### Page extract
______
Sex File: His moods are a total turnoff 

"Men in their 60s worry about a million things: ageing, illness, impotence, irrelevance, isolation, money and, ultimately, the wooden overcoat."
Sex File: His moods are a total turnoff 

When two people have spent decades living in close proximity, they become experts at reading each other's behaviour and reacting accordingly.

My 60-something husband has become increasingly anxious and irritable, which is an incredible turn-off. 

He thinks having more sex would help us feel closer, and he might be right, but his attitude to life in general is putting me off. I'm not sure how to break the stalemate. If I protest about his moods, they only get worse.

Something is clearly bothering your husband. There may be an obvious reason, or it may just be the existential angst that comes with turning 60. Men in their 60s worry about a million things: ageing, illness, impotence, irrelevance, isolation, money and, ultimately, the wooden overcoat. While it is hard to remain supportive of someone who has a permanently negative outlook, telling him that his moods are getting you down and turning you off is just about the worst way to help. It makes him responsible for your feelings at a time when he is struggling to cope with his own.
______
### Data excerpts

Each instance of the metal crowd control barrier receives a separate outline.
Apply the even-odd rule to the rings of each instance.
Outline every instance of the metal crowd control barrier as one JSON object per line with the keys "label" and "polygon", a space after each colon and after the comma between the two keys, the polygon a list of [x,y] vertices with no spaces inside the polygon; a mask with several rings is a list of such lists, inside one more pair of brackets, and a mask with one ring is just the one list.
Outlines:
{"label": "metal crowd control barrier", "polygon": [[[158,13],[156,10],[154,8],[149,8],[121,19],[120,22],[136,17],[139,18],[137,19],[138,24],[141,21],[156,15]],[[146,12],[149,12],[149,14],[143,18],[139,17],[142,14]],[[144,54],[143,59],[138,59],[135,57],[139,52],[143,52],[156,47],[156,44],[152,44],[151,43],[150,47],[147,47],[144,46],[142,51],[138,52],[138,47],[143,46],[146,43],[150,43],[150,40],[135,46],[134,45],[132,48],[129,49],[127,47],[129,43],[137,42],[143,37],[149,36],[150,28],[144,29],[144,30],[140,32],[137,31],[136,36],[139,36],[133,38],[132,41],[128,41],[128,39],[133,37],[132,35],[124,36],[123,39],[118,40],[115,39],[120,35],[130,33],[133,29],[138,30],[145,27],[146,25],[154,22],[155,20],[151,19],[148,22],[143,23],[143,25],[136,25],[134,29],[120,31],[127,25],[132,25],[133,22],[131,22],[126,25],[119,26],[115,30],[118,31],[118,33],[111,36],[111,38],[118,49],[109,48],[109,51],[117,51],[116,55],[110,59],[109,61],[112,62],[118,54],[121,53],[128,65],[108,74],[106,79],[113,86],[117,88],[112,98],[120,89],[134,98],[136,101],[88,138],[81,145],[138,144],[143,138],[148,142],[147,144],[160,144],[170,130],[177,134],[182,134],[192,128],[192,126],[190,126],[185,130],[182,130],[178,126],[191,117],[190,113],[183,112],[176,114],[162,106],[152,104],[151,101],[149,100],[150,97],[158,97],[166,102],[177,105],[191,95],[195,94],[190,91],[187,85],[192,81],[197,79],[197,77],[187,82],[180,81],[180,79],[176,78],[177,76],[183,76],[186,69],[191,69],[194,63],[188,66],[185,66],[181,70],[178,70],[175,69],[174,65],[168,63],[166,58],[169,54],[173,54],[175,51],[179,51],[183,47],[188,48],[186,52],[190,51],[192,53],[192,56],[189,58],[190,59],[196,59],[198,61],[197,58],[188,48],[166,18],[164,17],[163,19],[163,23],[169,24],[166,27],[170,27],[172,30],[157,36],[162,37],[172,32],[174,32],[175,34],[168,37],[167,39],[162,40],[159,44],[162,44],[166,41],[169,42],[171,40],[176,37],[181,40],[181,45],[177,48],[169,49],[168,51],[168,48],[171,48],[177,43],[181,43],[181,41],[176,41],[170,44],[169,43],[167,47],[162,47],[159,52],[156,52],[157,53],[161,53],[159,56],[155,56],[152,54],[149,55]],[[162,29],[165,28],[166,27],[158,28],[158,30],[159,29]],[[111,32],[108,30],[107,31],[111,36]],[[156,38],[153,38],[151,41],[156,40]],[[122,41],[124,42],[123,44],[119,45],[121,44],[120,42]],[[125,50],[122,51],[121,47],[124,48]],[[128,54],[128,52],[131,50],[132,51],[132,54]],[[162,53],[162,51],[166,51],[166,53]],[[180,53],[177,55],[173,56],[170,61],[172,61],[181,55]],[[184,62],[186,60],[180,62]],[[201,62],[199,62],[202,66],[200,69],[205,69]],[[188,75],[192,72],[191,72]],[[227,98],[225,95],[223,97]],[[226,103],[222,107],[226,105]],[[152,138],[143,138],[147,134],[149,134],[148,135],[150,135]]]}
______
### Activity 1
In the advice column, what does the husband think would help the couple feel closer?
### Activity 2
Transcribe the part of the advice column starting at "When two people" and ending at "an incredible turn-off.".
The entries have no connection to the advice column.

### Response area 1
Having more sex.

### Response area 2
When two people have spent decades living in close proximity, they become experts at reading each other's behaviour and reacting accordingly.

My 60-something husband has become increasingly anxious and irritable, which is an incredible turn-off.